### PROBLEM TO WORK ON
Quote the lines below word for word, leaving out the pictures.

===== SUPPLIED MATERIAL

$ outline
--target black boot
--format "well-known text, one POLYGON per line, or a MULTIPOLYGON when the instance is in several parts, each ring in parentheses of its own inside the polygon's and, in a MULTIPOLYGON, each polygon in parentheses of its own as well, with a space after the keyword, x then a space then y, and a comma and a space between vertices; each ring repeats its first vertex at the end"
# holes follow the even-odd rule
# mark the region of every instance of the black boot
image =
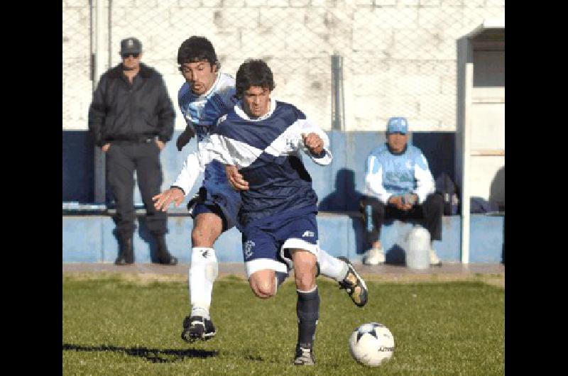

==========

### EXPECTED ANSWER
$ outline
--target black boot
--format "well-known text, one POLYGON per line, or a MULTIPOLYGON when the instance is in several parts, each ring in parentheses of its own inside the polygon's and, in a MULTIPOLYGON, each polygon in parentheses of its own as well, with a space after the keyword, x then a space then y, and a comma and a space between vertices; each ring repeats its first vertex at the end"
# holes follow the even-odd rule
# mark the region of every instance of the black boot
image =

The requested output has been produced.